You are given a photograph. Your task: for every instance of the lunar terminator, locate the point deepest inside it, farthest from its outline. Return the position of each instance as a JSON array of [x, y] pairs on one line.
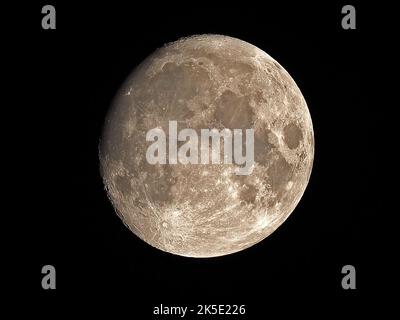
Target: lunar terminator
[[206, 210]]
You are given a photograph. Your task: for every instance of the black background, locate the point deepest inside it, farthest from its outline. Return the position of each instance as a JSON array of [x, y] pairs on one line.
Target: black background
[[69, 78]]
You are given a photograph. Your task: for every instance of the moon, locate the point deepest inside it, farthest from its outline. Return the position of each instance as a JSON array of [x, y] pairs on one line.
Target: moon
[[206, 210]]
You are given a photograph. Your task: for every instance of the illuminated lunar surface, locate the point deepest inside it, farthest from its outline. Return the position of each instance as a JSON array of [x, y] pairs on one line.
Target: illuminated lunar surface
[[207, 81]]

...

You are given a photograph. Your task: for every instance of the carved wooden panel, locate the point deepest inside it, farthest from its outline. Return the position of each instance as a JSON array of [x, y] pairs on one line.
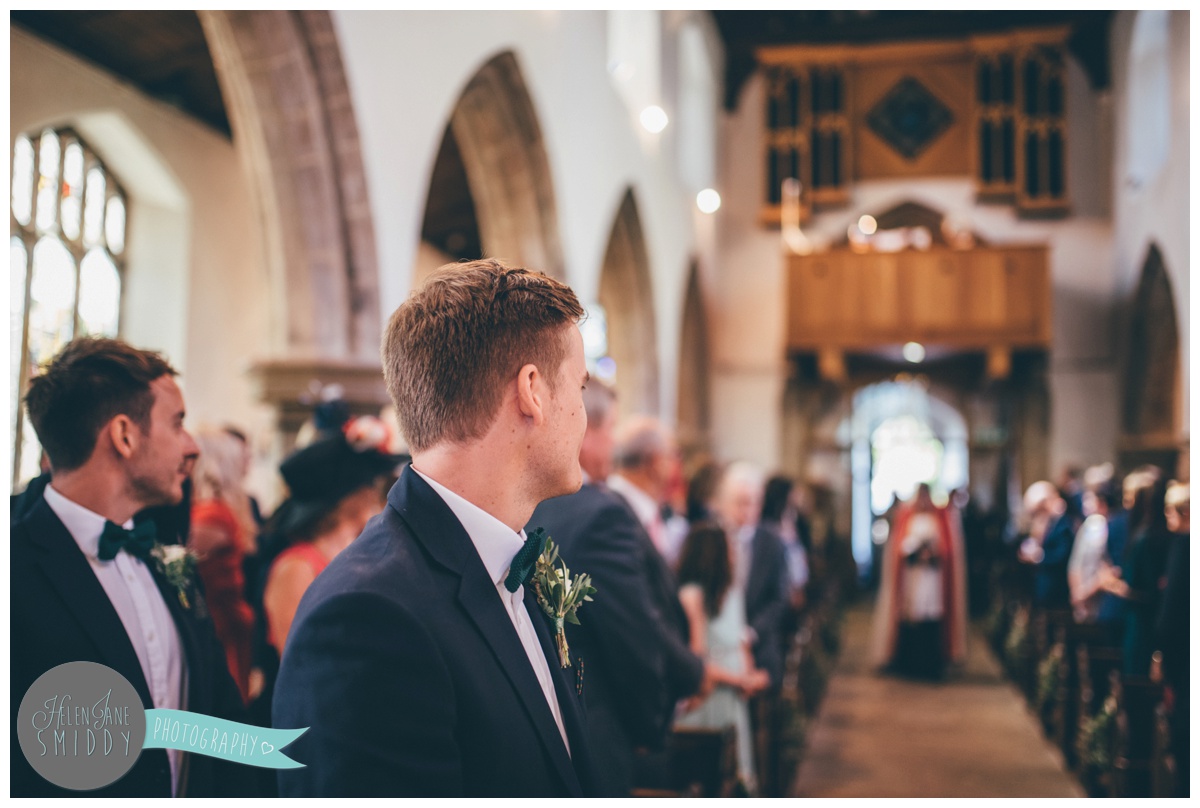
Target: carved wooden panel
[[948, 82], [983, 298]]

## Stated task
Swap "illuminated" for "sunlit" in the part of the items that opens with the line containing "of the illuminated" and closes with the line containing "[[207, 81]]". Return only those lines, with nothing else altered.

## Reply to the exercise
You are given a photograph. Your task: for every instance of the sunlit lunar surface, locate the point deepest inside it, farthest from its outline. Return the position of each instance as a JSON array of [x, y] pairs on one line.
Target: sunlit lunar surface
[[207, 81]]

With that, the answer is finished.